▸ **Exercise**
Rewrite everything from the start of the material down through the line containing "355 L 3 385", replacing "blue painted column" with "blue column" and leaving all else unchanged. Omit the pictures from your answer.

# # # # #

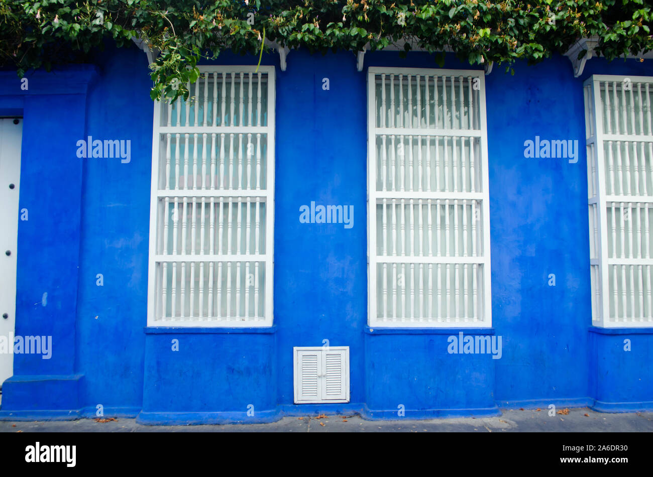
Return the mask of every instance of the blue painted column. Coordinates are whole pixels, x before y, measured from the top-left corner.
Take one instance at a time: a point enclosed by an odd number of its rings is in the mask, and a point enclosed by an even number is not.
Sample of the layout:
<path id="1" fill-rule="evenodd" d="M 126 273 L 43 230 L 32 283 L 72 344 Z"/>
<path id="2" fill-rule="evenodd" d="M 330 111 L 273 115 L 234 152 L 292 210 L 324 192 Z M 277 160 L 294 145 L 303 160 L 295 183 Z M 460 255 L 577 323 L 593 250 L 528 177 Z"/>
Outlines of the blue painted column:
<path id="1" fill-rule="evenodd" d="M 14 355 L 3 385 L 0 418 L 65 418 L 78 413 L 75 321 L 86 92 L 95 67 L 76 65 L 27 76 L 0 75 L 0 110 L 24 116 L 18 224 L 16 336 L 51 339 L 50 358 Z M 51 337 L 51 338 L 50 337 Z"/>

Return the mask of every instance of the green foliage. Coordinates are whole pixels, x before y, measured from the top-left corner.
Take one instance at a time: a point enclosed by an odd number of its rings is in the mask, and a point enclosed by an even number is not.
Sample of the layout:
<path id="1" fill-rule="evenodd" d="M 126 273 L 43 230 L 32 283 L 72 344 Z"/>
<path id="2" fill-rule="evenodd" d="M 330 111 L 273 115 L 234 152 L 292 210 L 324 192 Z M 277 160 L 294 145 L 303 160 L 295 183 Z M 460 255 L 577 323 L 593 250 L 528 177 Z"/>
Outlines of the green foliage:
<path id="1" fill-rule="evenodd" d="M 471 64 L 509 65 L 564 53 L 581 38 L 598 37 L 597 52 L 610 59 L 650 51 L 652 16 L 643 0 L 0 0 L 0 67 L 49 70 L 92 58 L 108 39 L 121 47 L 142 38 L 160 52 L 152 98 L 187 97 L 200 57 L 259 54 L 264 29 L 311 52 L 406 40 L 404 54 L 422 48 L 438 64 L 446 48 Z"/>

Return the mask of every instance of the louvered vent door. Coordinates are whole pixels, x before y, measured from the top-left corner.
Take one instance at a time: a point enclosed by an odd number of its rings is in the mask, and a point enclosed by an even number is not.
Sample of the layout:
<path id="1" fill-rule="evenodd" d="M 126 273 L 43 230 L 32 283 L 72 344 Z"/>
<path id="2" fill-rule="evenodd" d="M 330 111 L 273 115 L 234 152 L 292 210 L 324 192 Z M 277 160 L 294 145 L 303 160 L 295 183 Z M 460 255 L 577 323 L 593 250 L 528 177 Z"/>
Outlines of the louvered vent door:
<path id="1" fill-rule="evenodd" d="M 295 388 L 296 401 L 319 401 L 322 395 L 320 384 L 321 356 L 319 351 L 298 351 L 298 384 Z"/>
<path id="2" fill-rule="evenodd" d="M 295 350 L 295 402 L 348 403 L 349 348 Z"/>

# # # # #

▸ **Response to this task**
Return the mask of every instance of the blue column. Coordinates are whole pixels, x before y, measured from the top-left corner.
Take one instance at a time: a point enclosed by an odd number of its rings is in the mask, and a point enclosed by an even number is not.
Sample of the layout:
<path id="1" fill-rule="evenodd" d="M 126 273 L 43 230 L 32 283 L 72 344 Z"/>
<path id="2" fill-rule="evenodd" d="M 330 111 L 273 115 L 234 152 L 292 210 L 324 192 Z M 277 160 L 294 145 L 303 160 L 295 183 Z M 460 255 L 577 323 L 593 250 L 528 177 Z"/>
Outlines of the blue column:
<path id="1" fill-rule="evenodd" d="M 14 355 L 3 385 L 0 418 L 65 418 L 78 413 L 75 321 L 86 92 L 95 67 L 76 65 L 27 76 L 0 75 L 0 110 L 24 116 L 18 224 L 16 336 L 51 339 L 50 358 Z M 51 337 L 51 338 L 50 337 Z"/>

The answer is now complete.